----- Given data -----

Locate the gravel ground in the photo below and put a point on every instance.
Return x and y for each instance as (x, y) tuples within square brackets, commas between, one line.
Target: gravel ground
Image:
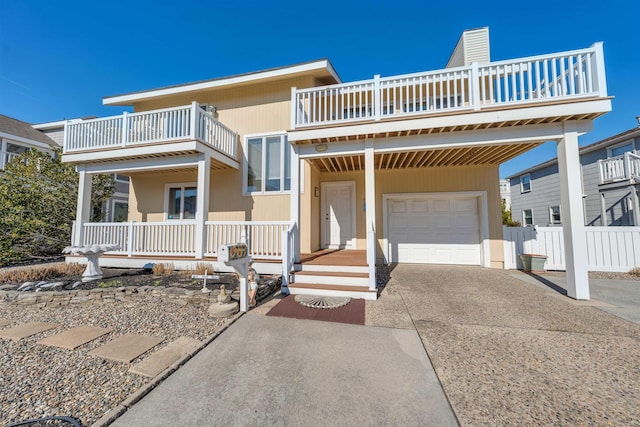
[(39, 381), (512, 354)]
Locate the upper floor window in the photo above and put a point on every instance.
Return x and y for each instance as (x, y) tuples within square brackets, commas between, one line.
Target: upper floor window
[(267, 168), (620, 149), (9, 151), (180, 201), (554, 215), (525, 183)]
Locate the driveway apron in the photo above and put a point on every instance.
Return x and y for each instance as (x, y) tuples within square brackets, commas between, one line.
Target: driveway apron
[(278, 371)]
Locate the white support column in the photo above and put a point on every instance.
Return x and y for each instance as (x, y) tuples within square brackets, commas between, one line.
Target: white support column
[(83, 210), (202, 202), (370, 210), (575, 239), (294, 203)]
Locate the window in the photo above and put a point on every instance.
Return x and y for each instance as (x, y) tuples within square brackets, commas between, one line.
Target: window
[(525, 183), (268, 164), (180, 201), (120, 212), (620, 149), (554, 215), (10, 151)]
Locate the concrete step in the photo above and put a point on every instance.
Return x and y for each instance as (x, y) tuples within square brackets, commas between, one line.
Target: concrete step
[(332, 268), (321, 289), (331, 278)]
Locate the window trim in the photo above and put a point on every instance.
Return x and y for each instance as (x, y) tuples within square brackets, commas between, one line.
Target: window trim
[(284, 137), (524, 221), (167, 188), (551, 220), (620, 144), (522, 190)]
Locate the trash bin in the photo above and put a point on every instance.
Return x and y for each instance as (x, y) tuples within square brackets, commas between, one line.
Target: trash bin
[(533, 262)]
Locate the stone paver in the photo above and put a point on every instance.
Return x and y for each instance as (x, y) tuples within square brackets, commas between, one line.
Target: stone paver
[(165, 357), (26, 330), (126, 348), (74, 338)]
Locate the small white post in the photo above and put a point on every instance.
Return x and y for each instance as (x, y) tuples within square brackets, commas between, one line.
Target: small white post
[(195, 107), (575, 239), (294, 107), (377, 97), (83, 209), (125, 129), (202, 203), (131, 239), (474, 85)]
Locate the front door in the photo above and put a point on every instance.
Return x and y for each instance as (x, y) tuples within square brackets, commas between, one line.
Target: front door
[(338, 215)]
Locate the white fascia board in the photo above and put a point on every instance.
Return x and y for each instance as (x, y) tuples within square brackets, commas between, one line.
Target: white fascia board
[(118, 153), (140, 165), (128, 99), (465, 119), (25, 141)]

-----
----- Given data -----

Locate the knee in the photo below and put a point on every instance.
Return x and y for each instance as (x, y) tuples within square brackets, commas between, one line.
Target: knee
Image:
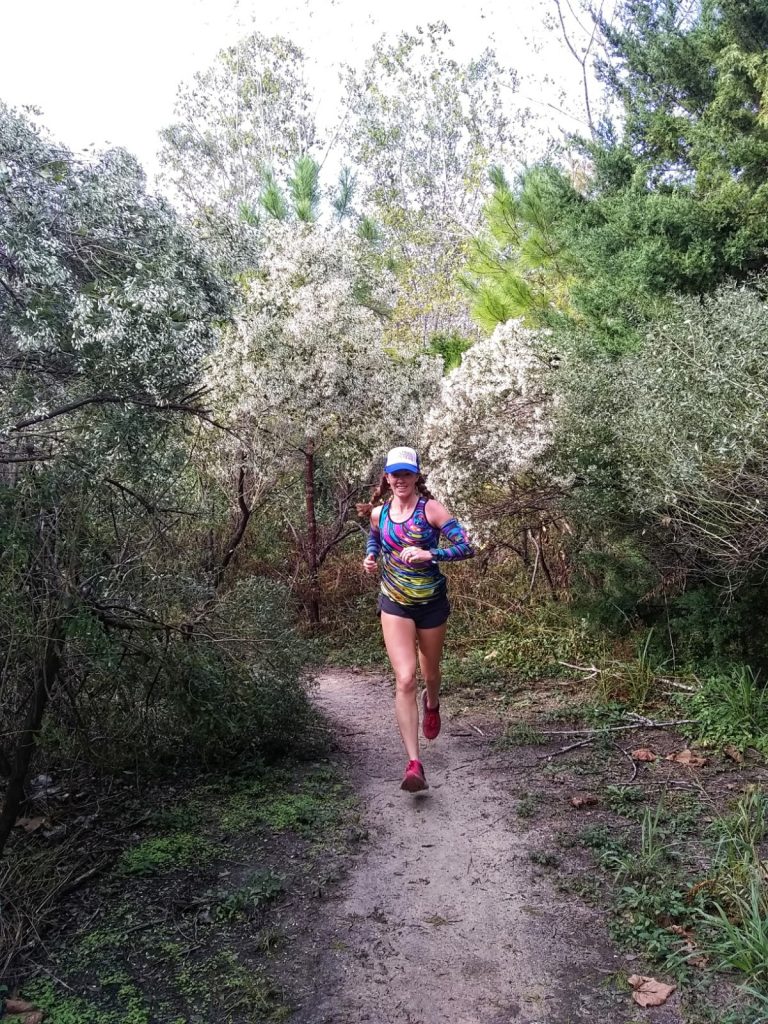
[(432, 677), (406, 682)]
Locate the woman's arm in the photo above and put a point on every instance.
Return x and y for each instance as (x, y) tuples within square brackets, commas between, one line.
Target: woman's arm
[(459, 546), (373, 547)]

-----
----- Given data -----

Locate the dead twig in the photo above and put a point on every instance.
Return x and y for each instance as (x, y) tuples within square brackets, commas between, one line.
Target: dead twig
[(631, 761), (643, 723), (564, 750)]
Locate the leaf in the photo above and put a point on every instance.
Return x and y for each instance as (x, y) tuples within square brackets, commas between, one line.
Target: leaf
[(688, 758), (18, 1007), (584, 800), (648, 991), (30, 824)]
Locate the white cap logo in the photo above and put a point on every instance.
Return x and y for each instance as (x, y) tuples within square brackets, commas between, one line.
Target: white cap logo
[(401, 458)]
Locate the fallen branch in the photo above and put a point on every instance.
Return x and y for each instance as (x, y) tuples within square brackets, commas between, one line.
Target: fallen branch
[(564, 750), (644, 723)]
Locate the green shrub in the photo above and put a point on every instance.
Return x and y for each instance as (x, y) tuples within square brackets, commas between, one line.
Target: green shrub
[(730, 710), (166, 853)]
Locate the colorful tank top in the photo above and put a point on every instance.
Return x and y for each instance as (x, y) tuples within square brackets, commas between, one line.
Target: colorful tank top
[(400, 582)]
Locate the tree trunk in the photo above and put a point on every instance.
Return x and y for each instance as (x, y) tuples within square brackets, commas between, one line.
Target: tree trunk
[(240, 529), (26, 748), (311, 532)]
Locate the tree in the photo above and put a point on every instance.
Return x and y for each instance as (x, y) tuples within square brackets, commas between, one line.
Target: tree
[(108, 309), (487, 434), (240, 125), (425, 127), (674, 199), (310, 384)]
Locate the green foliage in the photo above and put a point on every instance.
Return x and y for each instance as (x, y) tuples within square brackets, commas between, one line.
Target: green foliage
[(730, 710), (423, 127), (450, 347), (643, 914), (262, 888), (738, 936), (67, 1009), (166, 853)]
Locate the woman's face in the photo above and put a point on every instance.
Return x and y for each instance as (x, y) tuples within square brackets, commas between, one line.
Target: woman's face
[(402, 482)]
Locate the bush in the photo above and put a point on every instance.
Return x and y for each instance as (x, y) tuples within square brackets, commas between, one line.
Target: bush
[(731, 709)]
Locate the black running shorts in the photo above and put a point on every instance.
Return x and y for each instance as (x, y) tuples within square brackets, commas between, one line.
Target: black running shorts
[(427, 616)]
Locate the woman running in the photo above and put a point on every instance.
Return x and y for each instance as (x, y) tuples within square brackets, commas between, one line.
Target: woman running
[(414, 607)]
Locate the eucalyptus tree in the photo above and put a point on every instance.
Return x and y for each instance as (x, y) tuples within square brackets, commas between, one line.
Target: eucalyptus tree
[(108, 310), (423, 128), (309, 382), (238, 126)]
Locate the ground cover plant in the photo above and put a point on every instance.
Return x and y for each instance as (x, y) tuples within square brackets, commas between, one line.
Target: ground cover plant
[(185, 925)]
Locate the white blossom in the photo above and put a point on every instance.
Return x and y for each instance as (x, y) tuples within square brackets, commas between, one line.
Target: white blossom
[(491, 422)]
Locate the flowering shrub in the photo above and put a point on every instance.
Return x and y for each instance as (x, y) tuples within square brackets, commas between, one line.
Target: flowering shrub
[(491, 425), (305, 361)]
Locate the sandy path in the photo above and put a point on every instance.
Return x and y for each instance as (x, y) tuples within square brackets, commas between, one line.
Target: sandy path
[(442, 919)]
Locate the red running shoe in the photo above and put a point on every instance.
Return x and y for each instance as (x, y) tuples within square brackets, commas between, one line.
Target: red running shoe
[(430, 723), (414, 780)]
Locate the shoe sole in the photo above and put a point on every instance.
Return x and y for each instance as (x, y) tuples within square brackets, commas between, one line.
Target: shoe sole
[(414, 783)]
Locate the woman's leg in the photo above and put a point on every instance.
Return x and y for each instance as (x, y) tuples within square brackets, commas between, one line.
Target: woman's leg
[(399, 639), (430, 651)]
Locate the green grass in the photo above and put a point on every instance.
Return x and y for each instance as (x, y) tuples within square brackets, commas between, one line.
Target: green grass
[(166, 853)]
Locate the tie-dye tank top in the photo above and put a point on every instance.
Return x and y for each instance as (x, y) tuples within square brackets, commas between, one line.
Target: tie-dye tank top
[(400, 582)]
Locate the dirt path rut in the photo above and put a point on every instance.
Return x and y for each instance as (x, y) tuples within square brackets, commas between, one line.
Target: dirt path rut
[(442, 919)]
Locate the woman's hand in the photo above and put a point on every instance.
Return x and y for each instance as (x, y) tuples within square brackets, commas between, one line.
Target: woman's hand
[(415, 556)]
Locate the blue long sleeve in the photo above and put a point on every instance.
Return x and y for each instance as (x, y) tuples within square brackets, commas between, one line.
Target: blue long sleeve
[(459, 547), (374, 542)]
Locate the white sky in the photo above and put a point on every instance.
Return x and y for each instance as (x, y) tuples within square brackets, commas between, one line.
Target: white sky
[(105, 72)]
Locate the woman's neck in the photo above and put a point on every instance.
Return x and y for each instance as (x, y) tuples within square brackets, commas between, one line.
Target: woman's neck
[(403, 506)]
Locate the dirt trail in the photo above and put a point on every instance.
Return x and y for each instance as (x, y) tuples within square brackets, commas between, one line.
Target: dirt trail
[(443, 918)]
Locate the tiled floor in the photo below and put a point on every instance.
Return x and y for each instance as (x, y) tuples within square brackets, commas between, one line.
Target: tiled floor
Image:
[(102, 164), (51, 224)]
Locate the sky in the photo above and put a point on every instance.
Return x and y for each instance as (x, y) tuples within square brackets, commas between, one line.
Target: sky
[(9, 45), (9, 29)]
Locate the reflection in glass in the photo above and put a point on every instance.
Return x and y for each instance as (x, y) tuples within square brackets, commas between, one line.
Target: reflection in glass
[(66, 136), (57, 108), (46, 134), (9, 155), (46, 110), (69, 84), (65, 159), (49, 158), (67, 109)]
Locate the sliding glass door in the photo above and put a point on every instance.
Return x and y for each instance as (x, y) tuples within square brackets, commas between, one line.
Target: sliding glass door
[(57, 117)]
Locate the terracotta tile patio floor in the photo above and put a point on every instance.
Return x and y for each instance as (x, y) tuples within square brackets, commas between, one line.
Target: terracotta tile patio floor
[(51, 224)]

-----

• [To be done]
Rescale the records from the line containing "Locate the gravel" down to the line containing "[(83, 210), (202, 202), (370, 210), (575, 239), (294, 203)]". Give every one of those lines again with the requests unchanged, multiply each point coordinate in the answers by 1.8 and round to whole numbers with halves rounded up, and leave out the pictures.

• [The output]
Locate the gravel ground in the photo below and put a point on every instance.
Return x and y for each instance as (x, y) tuples within square brackets, commas between, one line.
Target: gravel ground
Image:
[(70, 686), (922, 637)]
Locate the upper floor window in the photo above and put a point on every instance.
Return x and y for each instance as (x, y) tuples within square brackets, commas between, one line.
Target: upper floor window
[(481, 302), (1116, 268), (16, 272), (324, 362), (997, 387), (945, 329)]
Locate the driveway apron in the photo above and put a point on every instance.
Return x and y for each instance as (x, y) tuples within square brackets, commas between, one line.
Target: driveway apron
[(500, 668)]
Locate the white support column in the photo above and put a point on every instance.
Return x and y for each instance as (x, y) tuples within square brackets, commas between, one line.
Target: white support column
[(149, 378), (364, 364), (666, 378), (1035, 430), (529, 365)]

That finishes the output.